- **Page text**:
**********

How does "An Edible History" fit in with "A History of the World in 6 Glasses"?

I was on tour for the drinks book, and my wife said, "You're gonna do food next, right?"

The history of food is actually a much more serious story. The drinks book is quite frivolous: It says each era has a dominant drink, and each drink didn't do much more than reflect what is already going on. I'm not really saying that drinks changed the world.

There's a contrarian streak to this book: You argue that crops are less natural than we think, and you see contradictions in the locavore movement.

What I'm trying to do is take a level-headed view of our food culture, and some of that ends up not agreeing with the food fads of the moment.

They're rather like fundamentalist religions. The people who say we need only biotechnology, or only organic food, or only local food -- I don't think are right. The trick is to work out when we should use one and when the other.

Your book appears at a time when there are a lot of serious books about food.

I divide the other books into two categories: The kind that looks at a particular single food -- the fish or the potato -- and the kind that looks at a particular cuisine or eating custom. "How Southern cooking got to be the way it is"; there's also a very good history of curry.

But that's about how history has influenced food, and I'm more interested in how food has influenced history.

A lot of medieval and Renaissance history was driven by the spice route. How did it become so world-changing?

**********

Excerpts of pointing data:
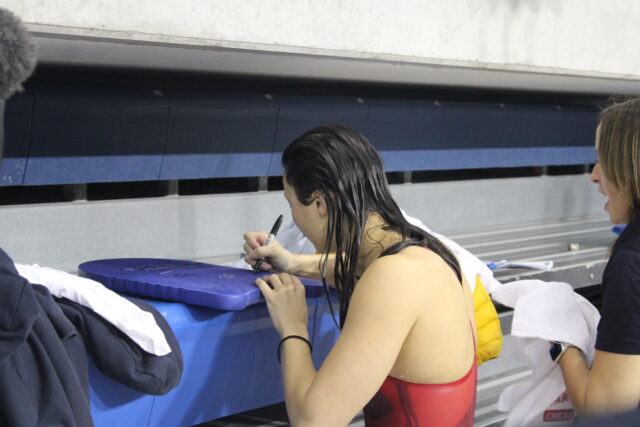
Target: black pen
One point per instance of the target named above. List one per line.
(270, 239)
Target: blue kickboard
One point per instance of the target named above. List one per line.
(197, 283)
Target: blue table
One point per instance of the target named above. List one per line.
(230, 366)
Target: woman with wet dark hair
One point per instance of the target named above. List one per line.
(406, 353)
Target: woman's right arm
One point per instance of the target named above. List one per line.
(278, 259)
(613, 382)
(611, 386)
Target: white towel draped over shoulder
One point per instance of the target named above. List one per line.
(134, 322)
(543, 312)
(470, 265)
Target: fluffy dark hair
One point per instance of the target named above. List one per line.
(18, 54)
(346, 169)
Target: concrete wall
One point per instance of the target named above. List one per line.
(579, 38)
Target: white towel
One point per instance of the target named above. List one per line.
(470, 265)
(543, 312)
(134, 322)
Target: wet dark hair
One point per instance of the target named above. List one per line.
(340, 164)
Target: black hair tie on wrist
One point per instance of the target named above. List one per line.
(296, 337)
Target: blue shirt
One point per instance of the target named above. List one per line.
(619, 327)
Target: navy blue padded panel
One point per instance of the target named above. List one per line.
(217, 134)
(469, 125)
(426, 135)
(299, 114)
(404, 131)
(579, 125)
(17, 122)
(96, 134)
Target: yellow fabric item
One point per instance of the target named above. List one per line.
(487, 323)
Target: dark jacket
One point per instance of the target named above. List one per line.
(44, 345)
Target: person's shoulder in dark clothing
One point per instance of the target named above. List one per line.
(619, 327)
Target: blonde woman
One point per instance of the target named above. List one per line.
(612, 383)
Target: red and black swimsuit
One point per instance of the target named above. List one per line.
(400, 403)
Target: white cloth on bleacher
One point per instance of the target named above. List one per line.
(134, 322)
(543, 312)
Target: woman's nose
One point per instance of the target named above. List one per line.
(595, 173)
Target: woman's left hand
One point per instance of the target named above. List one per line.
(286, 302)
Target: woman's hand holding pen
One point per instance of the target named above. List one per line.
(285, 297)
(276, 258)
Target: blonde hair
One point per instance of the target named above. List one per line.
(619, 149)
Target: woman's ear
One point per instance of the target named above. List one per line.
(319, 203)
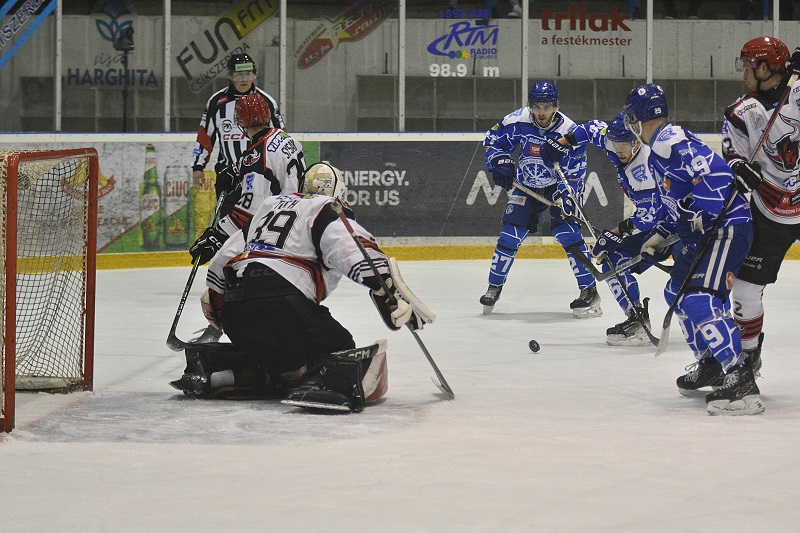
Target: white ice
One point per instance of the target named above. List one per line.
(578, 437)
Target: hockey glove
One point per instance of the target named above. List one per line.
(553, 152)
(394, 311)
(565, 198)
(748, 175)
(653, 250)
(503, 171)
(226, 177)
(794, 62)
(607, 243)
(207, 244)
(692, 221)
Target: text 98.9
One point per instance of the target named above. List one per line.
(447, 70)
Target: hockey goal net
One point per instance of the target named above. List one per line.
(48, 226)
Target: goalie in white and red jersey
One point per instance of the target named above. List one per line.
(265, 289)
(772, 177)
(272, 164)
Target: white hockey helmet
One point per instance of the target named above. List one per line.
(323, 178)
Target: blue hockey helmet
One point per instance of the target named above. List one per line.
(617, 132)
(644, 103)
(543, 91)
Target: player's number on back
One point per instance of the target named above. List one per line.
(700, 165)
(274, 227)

**********

- **Exercise set**:
(1) Answer these from the interview:
(a) What did the speaker's wife say while the speaker was on tour for the drinks book?
(b) Into how many categories does the speaker divide the other books about food?
(c) To what does the speaker compare the food fads of the moment?
(2) Transcribe the interview, starting with "Your book appears" and going on through "has influenced history.".

- **Expected answers**:
(1)
(a) "You're gonna do food next, right?"
(b) Two.
(c) Fundamentalist religions.

(2)
Your book appears at a time when there are a lot of serious books about food.

I divide the other books into two categories: The kind that looks at a particular single food -- the fish or the potato -- and the kind that looks at a particular cuisine or eating custom. "How Southern cooking got to be the way it is"; there's also a very good history of curry.

But that's about how history has influenced food, and I'm more interested in how food has influenced history.